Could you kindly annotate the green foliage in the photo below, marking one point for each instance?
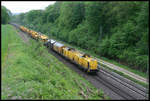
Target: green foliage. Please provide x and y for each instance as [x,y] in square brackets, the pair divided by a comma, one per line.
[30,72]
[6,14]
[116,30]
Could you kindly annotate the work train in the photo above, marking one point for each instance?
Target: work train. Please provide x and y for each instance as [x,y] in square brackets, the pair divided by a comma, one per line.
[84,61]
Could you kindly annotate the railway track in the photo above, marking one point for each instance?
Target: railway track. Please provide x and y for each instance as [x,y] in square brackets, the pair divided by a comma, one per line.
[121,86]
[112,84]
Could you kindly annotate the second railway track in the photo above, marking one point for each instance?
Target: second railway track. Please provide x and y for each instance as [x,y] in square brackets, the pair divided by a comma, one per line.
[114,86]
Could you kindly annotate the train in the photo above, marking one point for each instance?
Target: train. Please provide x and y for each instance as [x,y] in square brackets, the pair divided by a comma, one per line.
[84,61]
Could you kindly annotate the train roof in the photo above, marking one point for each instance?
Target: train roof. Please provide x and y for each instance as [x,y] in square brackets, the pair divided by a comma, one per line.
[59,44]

...

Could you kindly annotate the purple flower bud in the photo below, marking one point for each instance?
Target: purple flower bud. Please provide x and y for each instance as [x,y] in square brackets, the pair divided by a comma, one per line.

--

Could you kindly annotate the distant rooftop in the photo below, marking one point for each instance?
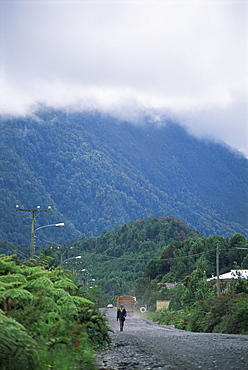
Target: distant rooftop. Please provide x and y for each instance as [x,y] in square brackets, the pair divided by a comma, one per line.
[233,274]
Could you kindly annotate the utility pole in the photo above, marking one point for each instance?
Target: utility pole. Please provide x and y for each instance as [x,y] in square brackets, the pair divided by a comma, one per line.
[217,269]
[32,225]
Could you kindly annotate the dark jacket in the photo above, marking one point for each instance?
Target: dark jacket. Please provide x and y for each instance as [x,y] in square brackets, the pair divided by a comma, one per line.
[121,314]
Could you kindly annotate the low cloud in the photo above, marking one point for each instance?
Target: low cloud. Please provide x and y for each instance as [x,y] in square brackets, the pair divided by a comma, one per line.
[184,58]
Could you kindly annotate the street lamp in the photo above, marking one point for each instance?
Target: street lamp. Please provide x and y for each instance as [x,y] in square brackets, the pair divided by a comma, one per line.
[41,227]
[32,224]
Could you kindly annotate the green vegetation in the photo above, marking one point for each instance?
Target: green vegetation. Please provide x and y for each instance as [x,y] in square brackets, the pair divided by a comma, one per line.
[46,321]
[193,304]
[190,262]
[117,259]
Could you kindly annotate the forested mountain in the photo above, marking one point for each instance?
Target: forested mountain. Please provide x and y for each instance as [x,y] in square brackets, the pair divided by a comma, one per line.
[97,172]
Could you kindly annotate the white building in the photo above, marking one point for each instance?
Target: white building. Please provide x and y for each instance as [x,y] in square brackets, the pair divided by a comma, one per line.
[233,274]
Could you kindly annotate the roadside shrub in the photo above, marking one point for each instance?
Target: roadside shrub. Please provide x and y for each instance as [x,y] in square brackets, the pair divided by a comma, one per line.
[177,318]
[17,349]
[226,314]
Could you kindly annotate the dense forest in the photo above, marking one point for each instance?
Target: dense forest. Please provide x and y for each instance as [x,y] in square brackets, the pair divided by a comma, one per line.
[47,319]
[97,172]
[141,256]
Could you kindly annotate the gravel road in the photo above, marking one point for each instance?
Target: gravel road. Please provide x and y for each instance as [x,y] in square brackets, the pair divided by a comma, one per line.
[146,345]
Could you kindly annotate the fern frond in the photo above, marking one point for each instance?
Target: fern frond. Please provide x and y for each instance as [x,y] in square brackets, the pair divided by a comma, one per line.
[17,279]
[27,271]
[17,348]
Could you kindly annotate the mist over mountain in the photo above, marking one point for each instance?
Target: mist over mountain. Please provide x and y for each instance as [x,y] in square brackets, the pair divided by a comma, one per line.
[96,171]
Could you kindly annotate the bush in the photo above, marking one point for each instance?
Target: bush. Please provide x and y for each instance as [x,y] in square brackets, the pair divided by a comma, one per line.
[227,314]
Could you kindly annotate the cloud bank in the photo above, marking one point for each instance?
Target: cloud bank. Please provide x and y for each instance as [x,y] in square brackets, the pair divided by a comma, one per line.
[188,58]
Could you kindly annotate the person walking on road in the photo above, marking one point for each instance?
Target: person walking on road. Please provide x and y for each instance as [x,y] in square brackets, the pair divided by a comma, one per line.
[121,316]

_Exercise directions:_ Which lines in the entries above contain the string "over"? Copy each such line in full, and count a match only when the case is the same.

_Reply to the task:_
Could you kindly annotate the mist over mountain in the photo above, marking one point for each instance?
Target: mist over mountain. Please provide x and y for each instance as [x,y] in square brackets, the pair divided by a comma, one per line.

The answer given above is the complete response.